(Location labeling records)
..........

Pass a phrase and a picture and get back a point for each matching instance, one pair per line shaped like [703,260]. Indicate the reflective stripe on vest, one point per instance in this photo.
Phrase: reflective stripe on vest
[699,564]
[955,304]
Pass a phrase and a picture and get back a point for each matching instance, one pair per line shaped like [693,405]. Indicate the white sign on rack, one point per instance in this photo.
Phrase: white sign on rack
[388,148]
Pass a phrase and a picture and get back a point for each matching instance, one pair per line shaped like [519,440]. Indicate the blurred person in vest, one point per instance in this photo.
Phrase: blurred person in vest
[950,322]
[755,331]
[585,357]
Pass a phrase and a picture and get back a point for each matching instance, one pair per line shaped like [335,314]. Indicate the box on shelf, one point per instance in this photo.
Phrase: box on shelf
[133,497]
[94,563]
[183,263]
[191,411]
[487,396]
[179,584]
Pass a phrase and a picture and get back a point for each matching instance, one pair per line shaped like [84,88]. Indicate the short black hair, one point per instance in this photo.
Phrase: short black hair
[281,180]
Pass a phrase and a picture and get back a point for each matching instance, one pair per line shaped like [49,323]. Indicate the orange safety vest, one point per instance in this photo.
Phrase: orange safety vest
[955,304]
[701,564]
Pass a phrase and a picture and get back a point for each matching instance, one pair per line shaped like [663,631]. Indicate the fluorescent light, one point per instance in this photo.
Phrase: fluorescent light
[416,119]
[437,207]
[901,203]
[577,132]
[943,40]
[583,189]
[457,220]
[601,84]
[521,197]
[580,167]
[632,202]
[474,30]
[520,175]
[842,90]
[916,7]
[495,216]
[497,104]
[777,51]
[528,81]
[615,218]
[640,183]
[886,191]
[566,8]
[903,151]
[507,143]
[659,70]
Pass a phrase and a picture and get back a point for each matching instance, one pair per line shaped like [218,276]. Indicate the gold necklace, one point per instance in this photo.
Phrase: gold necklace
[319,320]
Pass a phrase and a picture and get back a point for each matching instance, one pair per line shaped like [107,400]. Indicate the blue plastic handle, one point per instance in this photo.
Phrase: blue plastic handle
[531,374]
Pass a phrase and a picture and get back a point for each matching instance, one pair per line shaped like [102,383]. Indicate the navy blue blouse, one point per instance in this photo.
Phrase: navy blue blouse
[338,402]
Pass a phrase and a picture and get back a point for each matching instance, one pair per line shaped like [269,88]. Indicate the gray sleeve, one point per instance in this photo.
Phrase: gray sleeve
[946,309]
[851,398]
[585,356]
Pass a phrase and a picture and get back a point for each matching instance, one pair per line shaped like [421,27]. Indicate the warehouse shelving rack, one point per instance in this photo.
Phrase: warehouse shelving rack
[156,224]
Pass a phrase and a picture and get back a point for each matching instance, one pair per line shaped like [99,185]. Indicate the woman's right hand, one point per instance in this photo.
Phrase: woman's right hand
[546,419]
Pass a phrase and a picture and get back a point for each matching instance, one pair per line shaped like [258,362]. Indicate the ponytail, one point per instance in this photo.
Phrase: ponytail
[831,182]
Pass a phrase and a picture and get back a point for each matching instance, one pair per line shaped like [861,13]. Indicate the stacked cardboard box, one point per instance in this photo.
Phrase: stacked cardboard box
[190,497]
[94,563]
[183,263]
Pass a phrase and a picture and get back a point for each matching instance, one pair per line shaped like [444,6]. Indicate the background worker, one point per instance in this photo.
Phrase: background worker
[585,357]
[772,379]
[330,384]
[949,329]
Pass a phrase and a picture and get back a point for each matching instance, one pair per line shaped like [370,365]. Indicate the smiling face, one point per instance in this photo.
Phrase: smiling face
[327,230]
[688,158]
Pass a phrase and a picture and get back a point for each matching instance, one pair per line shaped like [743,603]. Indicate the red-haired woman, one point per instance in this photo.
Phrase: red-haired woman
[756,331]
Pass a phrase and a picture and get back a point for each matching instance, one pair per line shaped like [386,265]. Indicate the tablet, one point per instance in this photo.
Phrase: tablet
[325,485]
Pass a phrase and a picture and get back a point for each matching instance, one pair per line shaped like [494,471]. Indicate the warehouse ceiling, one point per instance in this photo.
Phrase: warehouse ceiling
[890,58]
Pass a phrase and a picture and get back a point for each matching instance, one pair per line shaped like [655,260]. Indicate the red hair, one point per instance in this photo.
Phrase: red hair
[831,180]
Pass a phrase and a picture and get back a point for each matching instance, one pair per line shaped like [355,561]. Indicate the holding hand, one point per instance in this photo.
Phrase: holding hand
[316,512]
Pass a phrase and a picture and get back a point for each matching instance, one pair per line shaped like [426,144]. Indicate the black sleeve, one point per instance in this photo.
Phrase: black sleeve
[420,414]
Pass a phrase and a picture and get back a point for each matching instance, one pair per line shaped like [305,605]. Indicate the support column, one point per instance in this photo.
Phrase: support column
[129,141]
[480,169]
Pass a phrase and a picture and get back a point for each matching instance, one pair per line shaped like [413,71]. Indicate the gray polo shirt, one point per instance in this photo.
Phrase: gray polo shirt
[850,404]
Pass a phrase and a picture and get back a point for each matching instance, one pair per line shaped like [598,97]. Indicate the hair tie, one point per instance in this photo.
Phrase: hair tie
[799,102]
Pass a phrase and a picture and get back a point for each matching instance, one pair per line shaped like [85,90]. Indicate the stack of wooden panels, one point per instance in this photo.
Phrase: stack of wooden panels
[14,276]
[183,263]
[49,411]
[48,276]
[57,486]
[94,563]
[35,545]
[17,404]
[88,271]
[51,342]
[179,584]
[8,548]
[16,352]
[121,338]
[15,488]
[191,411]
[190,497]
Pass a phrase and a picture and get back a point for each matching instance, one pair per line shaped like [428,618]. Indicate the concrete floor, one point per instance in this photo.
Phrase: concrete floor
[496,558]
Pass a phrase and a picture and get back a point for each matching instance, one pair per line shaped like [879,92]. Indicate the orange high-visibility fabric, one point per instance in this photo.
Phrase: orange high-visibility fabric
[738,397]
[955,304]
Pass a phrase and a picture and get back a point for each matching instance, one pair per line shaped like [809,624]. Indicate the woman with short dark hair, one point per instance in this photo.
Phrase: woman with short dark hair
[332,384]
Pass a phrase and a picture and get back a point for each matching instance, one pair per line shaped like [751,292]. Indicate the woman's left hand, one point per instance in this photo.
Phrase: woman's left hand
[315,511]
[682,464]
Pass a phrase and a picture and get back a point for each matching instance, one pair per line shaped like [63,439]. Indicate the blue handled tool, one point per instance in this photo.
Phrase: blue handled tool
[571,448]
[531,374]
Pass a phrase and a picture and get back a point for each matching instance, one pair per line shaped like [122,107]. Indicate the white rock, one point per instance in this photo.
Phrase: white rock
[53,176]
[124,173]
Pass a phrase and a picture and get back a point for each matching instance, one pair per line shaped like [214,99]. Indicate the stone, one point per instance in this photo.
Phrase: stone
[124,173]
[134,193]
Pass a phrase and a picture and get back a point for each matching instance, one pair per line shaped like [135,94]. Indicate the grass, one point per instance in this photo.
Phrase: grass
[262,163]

..........

■ **Brief**: Find the line containing "floor, one point per instance in this photo.". Reproduce it exactly, along with every line after it through the last.

■ **Written solution**:
Pass a phrase and a picture and get back a point for each matching instance, one pair per line shaped like [428,618]. Indicate the concrete floor, one point per instance in this photo.
Phrase: concrete floor
[496,558]
Pass a phrase and a picture and get back a point for each matching instance, one pair per line shaped like [879,92]. Indicate the orange high-visibility fabric, one point per instance in this photo.
Phrase: orange high-visibility fabric
[738,397]
[955,304]
Pass a phrase and a picture and get back a point for each matching instance, one pair per line shaped like [809,624]. Indicate the woman with short dark hair, one point per instance in this photo.
Phrase: woman with short dark hair
[332,384]
Pass a phrase and a picture and get back a point for each matching instance, one pair per line shaped like [751,292]. Indicate the woman's left hand, one point per instance in this photo.
Phrase: woman's left hand
[315,511]
[682,464]
Pass a phrase and a picture and get back a point for each matching instance, one pair per line shaped like [63,439]. Indicate the blue handled tool, one point per instance in this photo.
Phrase: blue handled tool
[571,448]
[531,374]
Pass a phrase and a picture and get back a point for each matching instance, one pair per line shaped like [122,107]. Indicate the white rock, one point per instance in this photo.
Phrase: white rock
[53,176]
[124,173]
Pass a phrase and a picture and get back a point for each matching instance, one pair per line shaped like [214,99]. Indicate the stone, one point per instance in this photo.
Phrase: stone
[124,173]
[134,193]
Pass a phrase and a picture and get back a point for each matching instance, one pair per line shaped like [135,94]. Indicate the grass, one point per instance in this photo.
Phrase: grass
[262,163]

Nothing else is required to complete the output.